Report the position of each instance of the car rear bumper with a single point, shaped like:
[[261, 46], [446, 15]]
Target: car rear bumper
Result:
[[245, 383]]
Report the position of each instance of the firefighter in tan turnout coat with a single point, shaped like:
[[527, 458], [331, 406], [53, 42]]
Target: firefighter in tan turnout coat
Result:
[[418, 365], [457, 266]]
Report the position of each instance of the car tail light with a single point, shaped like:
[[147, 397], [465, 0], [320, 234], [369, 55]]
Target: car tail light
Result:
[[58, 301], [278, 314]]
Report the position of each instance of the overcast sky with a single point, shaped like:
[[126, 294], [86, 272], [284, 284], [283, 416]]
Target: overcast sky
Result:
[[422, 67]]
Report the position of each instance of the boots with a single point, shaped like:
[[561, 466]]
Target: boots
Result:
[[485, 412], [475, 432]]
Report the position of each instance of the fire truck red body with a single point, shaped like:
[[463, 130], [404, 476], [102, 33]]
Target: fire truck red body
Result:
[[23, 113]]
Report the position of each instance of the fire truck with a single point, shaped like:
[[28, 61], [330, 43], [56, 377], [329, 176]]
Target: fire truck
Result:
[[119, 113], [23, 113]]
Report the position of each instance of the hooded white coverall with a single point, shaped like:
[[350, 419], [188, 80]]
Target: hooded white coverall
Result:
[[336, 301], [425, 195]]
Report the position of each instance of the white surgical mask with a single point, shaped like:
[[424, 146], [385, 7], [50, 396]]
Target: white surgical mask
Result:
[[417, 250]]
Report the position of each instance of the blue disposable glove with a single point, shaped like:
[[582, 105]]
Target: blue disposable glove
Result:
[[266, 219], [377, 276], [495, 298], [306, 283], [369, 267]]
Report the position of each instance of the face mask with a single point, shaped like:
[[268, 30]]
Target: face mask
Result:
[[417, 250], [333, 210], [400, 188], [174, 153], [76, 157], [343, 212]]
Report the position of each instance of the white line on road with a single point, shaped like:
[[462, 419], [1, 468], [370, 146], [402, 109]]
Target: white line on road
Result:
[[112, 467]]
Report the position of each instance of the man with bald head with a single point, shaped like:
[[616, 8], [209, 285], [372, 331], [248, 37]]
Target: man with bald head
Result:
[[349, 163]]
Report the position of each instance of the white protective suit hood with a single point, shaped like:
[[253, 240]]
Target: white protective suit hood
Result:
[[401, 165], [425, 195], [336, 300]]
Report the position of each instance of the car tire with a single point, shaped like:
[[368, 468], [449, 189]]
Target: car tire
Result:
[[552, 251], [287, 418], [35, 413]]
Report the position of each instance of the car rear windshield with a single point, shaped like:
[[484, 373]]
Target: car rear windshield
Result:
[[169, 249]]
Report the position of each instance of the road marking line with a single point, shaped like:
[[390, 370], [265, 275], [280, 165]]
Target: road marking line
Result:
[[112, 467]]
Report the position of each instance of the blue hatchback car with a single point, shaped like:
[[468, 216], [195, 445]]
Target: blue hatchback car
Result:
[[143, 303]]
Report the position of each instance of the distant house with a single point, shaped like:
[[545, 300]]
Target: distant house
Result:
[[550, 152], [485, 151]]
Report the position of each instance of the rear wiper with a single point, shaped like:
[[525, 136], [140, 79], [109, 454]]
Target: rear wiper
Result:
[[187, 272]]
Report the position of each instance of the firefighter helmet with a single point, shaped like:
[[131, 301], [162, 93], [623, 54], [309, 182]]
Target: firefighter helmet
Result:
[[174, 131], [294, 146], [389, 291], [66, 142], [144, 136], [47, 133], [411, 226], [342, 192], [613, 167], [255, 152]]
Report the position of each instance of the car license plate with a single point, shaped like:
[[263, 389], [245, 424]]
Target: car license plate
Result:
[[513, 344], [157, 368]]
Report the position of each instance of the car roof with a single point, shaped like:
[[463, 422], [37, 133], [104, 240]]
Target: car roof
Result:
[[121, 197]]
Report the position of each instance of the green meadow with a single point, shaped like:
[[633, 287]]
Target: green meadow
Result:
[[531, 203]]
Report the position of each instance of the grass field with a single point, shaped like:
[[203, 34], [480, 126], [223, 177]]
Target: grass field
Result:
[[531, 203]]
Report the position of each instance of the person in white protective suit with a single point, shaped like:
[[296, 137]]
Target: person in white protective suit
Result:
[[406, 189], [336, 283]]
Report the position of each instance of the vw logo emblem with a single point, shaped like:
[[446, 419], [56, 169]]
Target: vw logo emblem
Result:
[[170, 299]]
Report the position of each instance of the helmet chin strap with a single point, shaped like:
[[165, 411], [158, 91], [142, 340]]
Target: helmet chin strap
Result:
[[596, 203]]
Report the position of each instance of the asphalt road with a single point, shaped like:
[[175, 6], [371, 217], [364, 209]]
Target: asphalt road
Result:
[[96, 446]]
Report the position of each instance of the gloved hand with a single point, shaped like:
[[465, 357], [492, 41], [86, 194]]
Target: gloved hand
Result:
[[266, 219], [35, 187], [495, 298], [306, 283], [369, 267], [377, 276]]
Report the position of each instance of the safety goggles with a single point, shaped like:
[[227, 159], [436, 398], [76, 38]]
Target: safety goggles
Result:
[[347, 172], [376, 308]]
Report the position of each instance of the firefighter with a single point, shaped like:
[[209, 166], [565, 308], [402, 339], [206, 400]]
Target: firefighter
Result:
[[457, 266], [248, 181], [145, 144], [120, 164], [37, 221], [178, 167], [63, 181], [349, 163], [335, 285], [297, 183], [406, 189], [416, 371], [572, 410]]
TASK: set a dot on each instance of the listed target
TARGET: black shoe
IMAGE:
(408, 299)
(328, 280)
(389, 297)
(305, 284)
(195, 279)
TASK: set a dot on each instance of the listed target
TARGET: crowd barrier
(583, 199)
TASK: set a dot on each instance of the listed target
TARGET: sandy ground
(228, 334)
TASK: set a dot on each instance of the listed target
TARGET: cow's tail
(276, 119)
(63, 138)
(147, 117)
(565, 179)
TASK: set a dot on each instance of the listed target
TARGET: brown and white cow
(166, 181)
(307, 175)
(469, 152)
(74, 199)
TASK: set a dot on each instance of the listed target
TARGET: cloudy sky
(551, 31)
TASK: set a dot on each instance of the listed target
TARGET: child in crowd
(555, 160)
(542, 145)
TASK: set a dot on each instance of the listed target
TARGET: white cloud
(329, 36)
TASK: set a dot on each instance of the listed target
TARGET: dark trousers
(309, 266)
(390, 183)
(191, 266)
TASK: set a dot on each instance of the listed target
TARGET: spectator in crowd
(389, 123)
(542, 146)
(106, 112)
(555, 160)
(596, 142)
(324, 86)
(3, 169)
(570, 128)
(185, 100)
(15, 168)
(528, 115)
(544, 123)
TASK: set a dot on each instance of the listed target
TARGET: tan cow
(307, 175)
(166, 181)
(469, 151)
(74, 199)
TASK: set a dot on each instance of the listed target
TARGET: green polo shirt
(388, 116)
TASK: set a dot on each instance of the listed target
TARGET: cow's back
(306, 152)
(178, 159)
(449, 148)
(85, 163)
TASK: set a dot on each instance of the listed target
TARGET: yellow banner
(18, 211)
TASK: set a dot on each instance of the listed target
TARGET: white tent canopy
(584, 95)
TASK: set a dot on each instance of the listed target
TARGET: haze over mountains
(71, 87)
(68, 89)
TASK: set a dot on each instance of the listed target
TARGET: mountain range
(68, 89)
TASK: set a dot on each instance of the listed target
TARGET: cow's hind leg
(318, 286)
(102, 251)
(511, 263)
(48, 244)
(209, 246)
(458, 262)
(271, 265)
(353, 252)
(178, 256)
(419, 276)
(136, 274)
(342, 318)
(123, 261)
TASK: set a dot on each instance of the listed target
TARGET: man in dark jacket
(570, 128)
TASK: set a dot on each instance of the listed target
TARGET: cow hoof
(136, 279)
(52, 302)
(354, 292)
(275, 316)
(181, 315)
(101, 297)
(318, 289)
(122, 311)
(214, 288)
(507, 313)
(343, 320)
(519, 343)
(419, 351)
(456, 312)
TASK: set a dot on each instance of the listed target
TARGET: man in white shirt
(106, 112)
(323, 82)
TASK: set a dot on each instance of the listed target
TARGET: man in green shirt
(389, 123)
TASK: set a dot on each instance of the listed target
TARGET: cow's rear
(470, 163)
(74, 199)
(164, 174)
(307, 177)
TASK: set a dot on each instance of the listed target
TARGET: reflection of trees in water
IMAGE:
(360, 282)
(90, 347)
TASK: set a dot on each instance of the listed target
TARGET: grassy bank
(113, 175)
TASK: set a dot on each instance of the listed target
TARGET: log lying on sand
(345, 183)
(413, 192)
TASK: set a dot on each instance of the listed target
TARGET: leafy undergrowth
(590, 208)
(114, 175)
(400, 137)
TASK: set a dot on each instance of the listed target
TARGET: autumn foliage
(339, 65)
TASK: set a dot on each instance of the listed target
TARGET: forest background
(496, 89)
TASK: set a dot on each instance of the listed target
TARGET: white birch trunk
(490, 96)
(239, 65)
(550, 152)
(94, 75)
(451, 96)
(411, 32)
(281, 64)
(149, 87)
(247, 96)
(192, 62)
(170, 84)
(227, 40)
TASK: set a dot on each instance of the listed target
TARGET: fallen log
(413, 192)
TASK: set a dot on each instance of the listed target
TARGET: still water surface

========================

- **WHAT TO PRODUCE**:
Using only the listing above, restate exactly the lines from the line containing "Report the position of each instance of the asphalt" through the line containing "Target: safety goggles", both included.

- **SOLUTION TO THIS PROBLEM**:
Report the position of each instance of the asphalt road with a single point, shaped like:
[[175, 6], [371, 217], [364, 209]]
Target: asphalt road
Result:
[[96, 446]]
Report the position of each instance of the gloved hand with a single point, shaped like:
[[465, 357], [492, 41], [86, 194]]
Target: gloved hand
Result:
[[266, 219], [35, 187], [495, 298], [306, 283], [369, 267], [377, 276]]
Report the position of each instance of the safety goggles with a single point, shaped like:
[[227, 159], [436, 398], [76, 38]]
Target: safety goggles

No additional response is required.